Text
# # # #
Hideously treated, as if they were criminals, dangerous lunatics, and not good enough to be respected. That filthy way of dealing with these innocent citizens continued to operate in this country socially and never ended. They continue to be the target of evil, racist hostility by local thugs everywhere.

There's no way possible for a person of conscience to look the other way on this issue.

It was far, far worse for the citizens who were here originally, then, and in the nightmare of the following years.

a la izquierda

(11,794 posts)
31. This semester was truly eye-opening for me.
Sun May 6, 2012, 08:43 AM
May 2012

My students had absolutely no idea about the basics of our history with native peoples. I was simply stunned.

Archae

(46,327 posts)
20. The problem would be who owns what.
Sun May 6, 2012, 01:03 AM
May 2012

Even the tribe that sold Manhattan was selling another tribe's land!

DebJ

(7,699 posts)
22. I have often suggested such a thing to explain Palestinian angst.
Sun May 6, 2012, 01:26 AM
May 2012

When I ask people, what if the UN insisted we give California to Native Americans, how would
Californians feel? Same for Palestinians. Somehow this seems to hit home.
# # # #
Material shown
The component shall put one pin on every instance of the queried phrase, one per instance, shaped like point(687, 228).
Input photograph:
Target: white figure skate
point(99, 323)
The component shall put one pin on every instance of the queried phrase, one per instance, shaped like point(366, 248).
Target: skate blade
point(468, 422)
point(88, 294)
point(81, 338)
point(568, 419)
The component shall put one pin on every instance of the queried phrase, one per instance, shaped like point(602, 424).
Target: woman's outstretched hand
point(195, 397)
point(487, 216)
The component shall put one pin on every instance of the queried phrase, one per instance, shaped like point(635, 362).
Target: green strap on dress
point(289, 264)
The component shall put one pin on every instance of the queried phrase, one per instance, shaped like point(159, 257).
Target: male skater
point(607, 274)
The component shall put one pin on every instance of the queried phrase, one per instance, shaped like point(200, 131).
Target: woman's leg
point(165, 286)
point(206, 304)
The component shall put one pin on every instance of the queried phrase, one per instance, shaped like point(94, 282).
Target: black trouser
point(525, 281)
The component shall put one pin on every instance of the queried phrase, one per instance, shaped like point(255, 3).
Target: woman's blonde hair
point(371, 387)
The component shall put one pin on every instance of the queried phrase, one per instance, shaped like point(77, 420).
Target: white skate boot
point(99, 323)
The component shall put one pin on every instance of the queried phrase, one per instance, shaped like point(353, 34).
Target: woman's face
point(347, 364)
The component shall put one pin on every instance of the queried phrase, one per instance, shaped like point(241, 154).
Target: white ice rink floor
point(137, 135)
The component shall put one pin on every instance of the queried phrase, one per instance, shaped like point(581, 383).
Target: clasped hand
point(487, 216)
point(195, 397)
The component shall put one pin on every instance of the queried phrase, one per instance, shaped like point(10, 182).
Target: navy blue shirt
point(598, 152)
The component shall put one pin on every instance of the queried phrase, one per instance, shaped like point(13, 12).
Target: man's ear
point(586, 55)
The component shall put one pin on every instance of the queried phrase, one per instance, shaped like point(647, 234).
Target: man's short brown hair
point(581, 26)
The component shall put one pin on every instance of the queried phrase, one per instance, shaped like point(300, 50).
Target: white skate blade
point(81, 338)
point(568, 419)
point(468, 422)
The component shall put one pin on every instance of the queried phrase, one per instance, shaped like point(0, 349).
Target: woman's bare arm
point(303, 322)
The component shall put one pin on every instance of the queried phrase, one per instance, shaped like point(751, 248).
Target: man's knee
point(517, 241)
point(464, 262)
# # # #
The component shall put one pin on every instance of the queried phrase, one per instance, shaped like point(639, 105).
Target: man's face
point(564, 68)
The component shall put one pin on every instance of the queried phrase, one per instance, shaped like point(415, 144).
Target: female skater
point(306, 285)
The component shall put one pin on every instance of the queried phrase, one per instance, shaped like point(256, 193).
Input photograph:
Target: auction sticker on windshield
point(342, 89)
# # # #
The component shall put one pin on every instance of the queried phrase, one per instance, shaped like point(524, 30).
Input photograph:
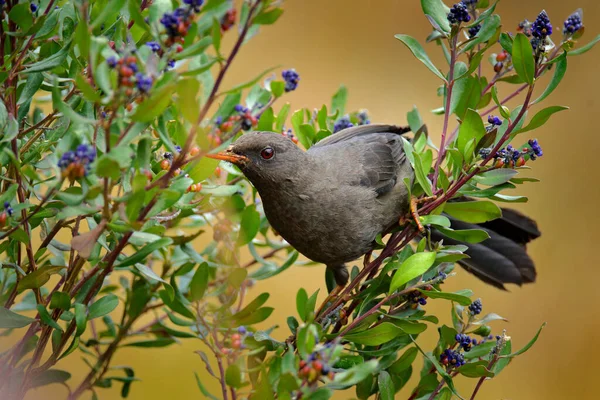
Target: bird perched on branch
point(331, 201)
# # # #
Instructions
(a) According to the forum thread, whose land was the tribe that sold Manhattan selling?
(b) Copy the forum thread word for word from "31. This semester" to "was simply stunned.".
The rows aren't needed for anything here.

Task answers
(a) Another tribe's land.

(b)
31. This semester was truly eye-opening for me.
Sun May 6, 2012, 08:43 AM
May 2012

My students had absolutely no idea about the basics of our history with native peoples. I was simply stunned.